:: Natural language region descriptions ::
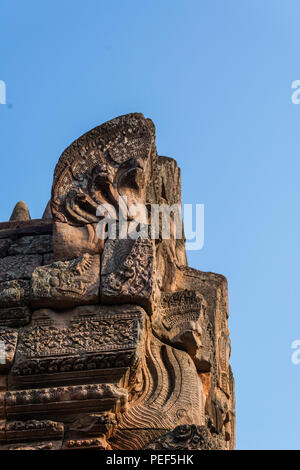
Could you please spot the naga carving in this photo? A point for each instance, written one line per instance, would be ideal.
(111, 342)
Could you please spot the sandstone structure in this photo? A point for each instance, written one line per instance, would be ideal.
(110, 343)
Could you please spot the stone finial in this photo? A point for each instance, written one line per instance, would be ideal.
(20, 212)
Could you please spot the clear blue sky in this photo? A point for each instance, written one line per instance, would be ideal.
(215, 76)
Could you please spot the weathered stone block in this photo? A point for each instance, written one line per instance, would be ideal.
(4, 246)
(18, 267)
(66, 284)
(90, 338)
(127, 272)
(14, 317)
(8, 339)
(14, 293)
(29, 245)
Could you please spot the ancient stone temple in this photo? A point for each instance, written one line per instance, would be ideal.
(110, 342)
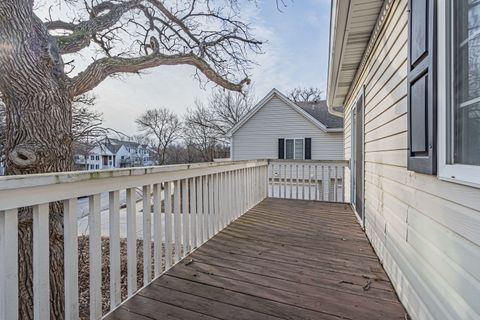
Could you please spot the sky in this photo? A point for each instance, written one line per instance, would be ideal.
(295, 55)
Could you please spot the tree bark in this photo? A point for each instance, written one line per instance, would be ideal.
(38, 132)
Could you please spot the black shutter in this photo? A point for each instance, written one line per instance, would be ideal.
(281, 148)
(421, 87)
(308, 148)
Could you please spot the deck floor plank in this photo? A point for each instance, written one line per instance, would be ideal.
(284, 259)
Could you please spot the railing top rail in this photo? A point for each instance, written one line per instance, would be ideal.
(44, 179)
(286, 161)
(27, 190)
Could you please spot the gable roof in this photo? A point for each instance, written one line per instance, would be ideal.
(319, 110)
(313, 117)
(354, 26)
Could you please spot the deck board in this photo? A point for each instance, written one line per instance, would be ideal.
(284, 259)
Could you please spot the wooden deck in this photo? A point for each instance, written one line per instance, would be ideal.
(284, 259)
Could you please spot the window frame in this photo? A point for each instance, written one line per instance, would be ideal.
(448, 171)
(294, 146)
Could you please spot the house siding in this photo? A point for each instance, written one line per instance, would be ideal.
(425, 231)
(258, 137)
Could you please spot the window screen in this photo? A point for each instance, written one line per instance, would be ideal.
(466, 82)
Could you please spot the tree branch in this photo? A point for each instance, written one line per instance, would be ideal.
(102, 68)
(82, 33)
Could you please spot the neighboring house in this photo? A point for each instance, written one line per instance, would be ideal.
(407, 74)
(111, 153)
(278, 128)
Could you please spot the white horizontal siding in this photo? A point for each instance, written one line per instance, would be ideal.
(258, 137)
(424, 230)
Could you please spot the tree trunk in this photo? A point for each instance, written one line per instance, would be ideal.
(38, 132)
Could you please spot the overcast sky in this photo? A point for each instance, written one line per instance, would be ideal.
(296, 55)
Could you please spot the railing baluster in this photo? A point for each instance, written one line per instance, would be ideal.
(177, 221)
(326, 194)
(147, 235)
(231, 203)
(95, 258)
(205, 210)
(211, 209)
(114, 247)
(271, 181)
(217, 199)
(185, 218)
(303, 181)
(70, 223)
(41, 265)
(296, 181)
(335, 191)
(168, 225)
(131, 241)
(342, 175)
(221, 200)
(193, 211)
(200, 210)
(157, 228)
(9, 264)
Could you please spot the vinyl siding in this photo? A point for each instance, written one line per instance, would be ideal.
(425, 231)
(258, 137)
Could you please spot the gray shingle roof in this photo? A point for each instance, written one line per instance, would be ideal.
(319, 111)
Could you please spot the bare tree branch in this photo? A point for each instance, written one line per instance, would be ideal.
(163, 127)
(101, 69)
(305, 94)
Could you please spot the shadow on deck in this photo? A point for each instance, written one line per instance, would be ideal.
(284, 259)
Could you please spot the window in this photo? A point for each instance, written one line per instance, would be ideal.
(459, 102)
(465, 111)
(294, 149)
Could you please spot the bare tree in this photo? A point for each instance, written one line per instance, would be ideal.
(2, 133)
(125, 36)
(228, 108)
(199, 133)
(163, 127)
(305, 94)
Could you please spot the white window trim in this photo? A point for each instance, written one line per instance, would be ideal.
(285, 148)
(458, 173)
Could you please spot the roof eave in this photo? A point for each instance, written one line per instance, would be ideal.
(338, 24)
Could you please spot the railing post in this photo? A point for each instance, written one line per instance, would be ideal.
(147, 235)
(193, 211)
(114, 243)
(70, 258)
(168, 225)
(185, 218)
(131, 241)
(157, 228)
(177, 220)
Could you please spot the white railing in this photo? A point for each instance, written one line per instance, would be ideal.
(307, 180)
(182, 207)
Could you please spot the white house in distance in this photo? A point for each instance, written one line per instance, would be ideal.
(112, 153)
(278, 128)
(407, 74)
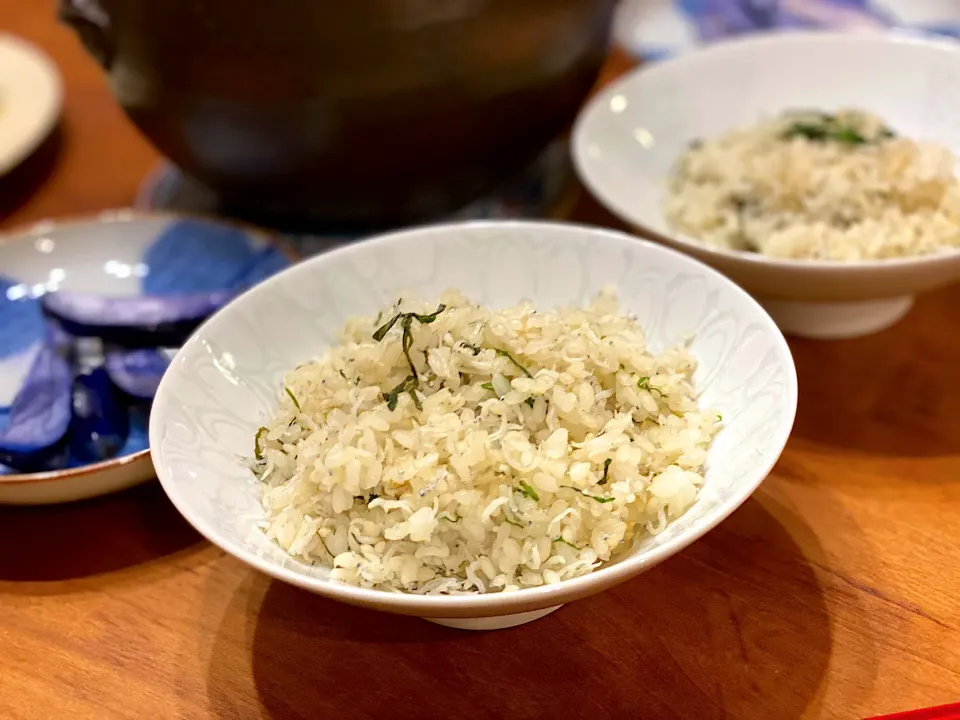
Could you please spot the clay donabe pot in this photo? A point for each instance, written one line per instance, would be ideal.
(348, 111)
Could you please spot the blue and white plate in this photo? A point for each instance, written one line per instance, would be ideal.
(97, 279)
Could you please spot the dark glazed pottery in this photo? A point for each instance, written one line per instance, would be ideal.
(350, 112)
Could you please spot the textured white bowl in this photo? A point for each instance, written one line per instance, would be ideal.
(226, 379)
(627, 140)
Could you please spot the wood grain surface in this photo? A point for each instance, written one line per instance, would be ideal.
(833, 593)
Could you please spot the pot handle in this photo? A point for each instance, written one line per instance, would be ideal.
(92, 24)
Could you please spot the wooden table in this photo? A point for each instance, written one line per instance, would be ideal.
(833, 592)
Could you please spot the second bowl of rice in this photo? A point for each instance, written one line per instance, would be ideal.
(814, 169)
(474, 423)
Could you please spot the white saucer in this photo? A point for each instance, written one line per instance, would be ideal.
(30, 98)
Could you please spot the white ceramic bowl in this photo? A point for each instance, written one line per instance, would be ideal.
(30, 99)
(627, 139)
(226, 379)
(105, 255)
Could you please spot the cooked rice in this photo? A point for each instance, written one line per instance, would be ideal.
(796, 197)
(502, 480)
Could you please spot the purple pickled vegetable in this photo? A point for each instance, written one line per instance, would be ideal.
(40, 413)
(99, 426)
(137, 372)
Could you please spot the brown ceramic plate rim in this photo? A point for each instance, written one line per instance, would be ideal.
(120, 216)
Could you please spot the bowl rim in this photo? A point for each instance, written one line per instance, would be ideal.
(489, 603)
(116, 217)
(686, 63)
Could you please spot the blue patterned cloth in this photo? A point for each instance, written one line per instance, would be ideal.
(657, 29)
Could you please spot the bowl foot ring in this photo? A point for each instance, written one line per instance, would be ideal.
(500, 622)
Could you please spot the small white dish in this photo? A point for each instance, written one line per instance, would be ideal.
(30, 98)
(628, 138)
(225, 380)
(108, 255)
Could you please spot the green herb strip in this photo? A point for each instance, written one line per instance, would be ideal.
(644, 384)
(606, 470)
(559, 538)
(258, 443)
(528, 491)
(508, 356)
(293, 397)
(409, 385)
(598, 498)
(829, 129)
(412, 383)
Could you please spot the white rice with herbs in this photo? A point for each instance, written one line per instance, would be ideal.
(522, 448)
(811, 185)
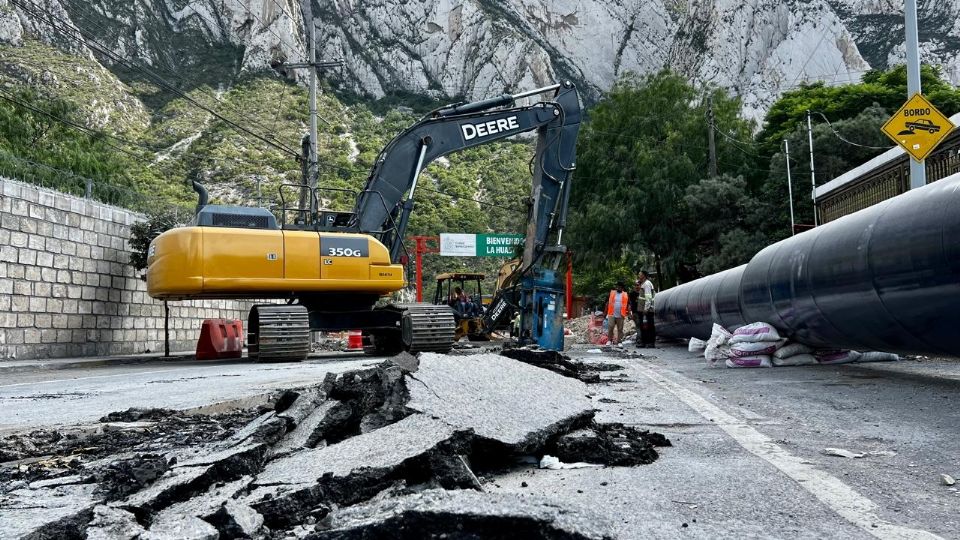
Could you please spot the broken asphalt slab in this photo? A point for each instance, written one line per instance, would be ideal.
(51, 512)
(355, 469)
(372, 434)
(558, 362)
(505, 402)
(462, 514)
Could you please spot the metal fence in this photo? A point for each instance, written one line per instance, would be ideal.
(64, 181)
(888, 180)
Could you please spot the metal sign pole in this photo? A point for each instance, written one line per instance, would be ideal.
(918, 169)
(793, 223)
(813, 176)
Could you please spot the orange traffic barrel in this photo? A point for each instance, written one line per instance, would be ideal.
(220, 338)
(354, 340)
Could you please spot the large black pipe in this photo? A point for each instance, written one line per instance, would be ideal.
(886, 278)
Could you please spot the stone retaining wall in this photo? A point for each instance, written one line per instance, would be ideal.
(66, 288)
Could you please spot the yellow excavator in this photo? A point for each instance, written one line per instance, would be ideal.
(333, 268)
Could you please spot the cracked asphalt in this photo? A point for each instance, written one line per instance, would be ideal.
(46, 398)
(747, 458)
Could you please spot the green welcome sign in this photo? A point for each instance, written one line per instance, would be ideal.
(479, 245)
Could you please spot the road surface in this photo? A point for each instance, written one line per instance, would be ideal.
(45, 398)
(748, 461)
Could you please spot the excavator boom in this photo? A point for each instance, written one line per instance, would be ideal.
(337, 265)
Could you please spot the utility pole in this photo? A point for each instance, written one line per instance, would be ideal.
(306, 7)
(710, 142)
(918, 169)
(793, 224)
(813, 175)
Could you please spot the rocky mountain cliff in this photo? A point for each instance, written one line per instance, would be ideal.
(478, 48)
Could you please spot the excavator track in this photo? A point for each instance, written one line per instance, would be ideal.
(427, 328)
(278, 333)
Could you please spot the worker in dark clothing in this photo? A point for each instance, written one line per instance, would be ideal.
(647, 330)
(636, 308)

:: EXERCISE OBJECTIVE ::
Write out word for word every line from the one containing "Could you please spot the yellow" through the last line of the data, and no other line.

:: ANSWER TO THE EXERCISE ::
Could you please spot the yellow excavator in this photo? A point for each instance, written one line per instance, would be ideal.
(333, 268)
Could you please spot the cracked asphalt in this photo? A point for each instance, written one line per instance, would be ideal.
(46, 398)
(747, 458)
Could you please spot the green welcome sign in this photo? A point for each instance, written one line per instance, would be ideal.
(479, 245)
Could you please spot the road surface in this photo? A point for each instance, written one line per instance, would be ideal.
(45, 398)
(748, 461)
Could you please spot the excavator boom in this photo? A point for each instance, written one line per instance, would be ideal.
(337, 265)
Could you please spot the utility pole in this photo? A point for each instance, written one line per instance, would be ideal.
(306, 7)
(710, 142)
(918, 169)
(793, 224)
(813, 175)
Could you please spot the rocky mountain cliff in this photo? A point for each instance, written one line per instance, would be ideal.
(478, 48)
Could you please spot the excavator track in this photo? A point for each instance, written one line per instance, would be ideal.
(427, 328)
(278, 333)
Could you please spot the worker in dark clothing in this photo? A point for each instance, written one line per instance, would be ideal.
(647, 330)
(636, 308)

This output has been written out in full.